• **What to work on**:
• 1. Answer these questions from the article on producing spreadsheet reports:
(a) Which spreadsheet documents are mostly formed and downloaded?
(b) Why is using VBA macros most often inappropriate these days?
(c) What does automating Excel by an external program via API require?
• 2. Write the next part of the article on producing spreadsheet reports, picking up after its final sentence.

• **Text extract**:
◆ ◆ ◆ ◆

Producing Spreadsheet Reports Using Xylophone

There are tasks in the IT sphere that look totally unattractive against the background of the successes in big data, machine learning, blockchainand other trendy breakthroughs, but have nonetheless remained topical for an entire army of developers over decades. The case at hand is that of the ancient task of forming and downloading spreadsheet (mostly MS Excel) documents, which has been encountered by anyone who has ever written business apps.

What are the general options for forming Excel files?

  1. VBA-macros. These days the idea of using macros is most often inappropriate for security reasons.

  2. Automating Excel by an external program via API. This requires the presence of Excel on the same machine as the program that’s generating Excel reports. This option would have worked in the good old days, clients were mostly fat and were coded as desktop software. This option never was particularly fast or reliable, and it’s hardly an option under the current circumstances.

◆ ◆ ◆ ◆

• **Available data**:
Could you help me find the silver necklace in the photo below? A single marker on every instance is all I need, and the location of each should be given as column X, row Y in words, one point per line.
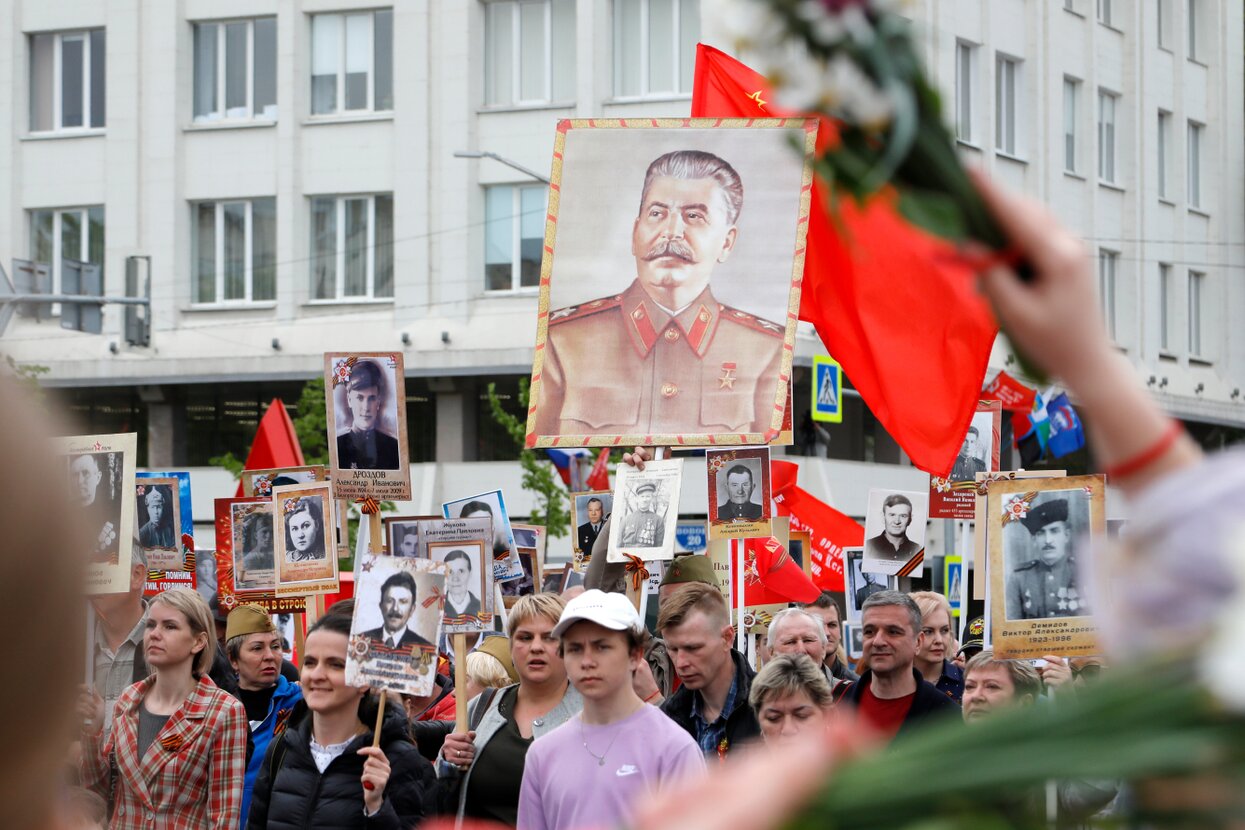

◆ ◆ ◆ ◆

• **Results by task**:
• 1.
(a) MS Excel documents.
(b) For security reasons.
(c) Excel must be present on the same machine as the program that generates the Excel reports.

• 2.
  3. Direct generation of an XML-Excel file. As we know, Excel supports the XML document format, which may potentially be generated/modified by any XML-supporting means. This file may be saved with an .xls extension, even though it isn’t, strictly speaking, an xls-file. Excel opens it with no trouble at all. This approach is rather popular, but let’s note one of its disadvantages – the fact that any solution based on direct editing of the XML-Excel format is a one-time hack that lacks consistency.

  4. Finally, generation of Excel files is possible using open source libraries, Apache POI being the best-known one. Apache POI developers have put great effort into the reverse engineering of binary formats for MS Office documents, and have been maintaining and developing this library for many years. The result of this reverse engineering is used in Open Office to implement the option of saving documents in MS Office-compatible formats, among other things.

I believe that the last of the above-mentioned methods is currently preferable for generating MS Office-compatible documents. On the one hand, it doesn’t require the installation of any proprietary software on the server, and, on the other hand, it offers a powerful API that allows one to use all of the functional capabilities offered by MS Office.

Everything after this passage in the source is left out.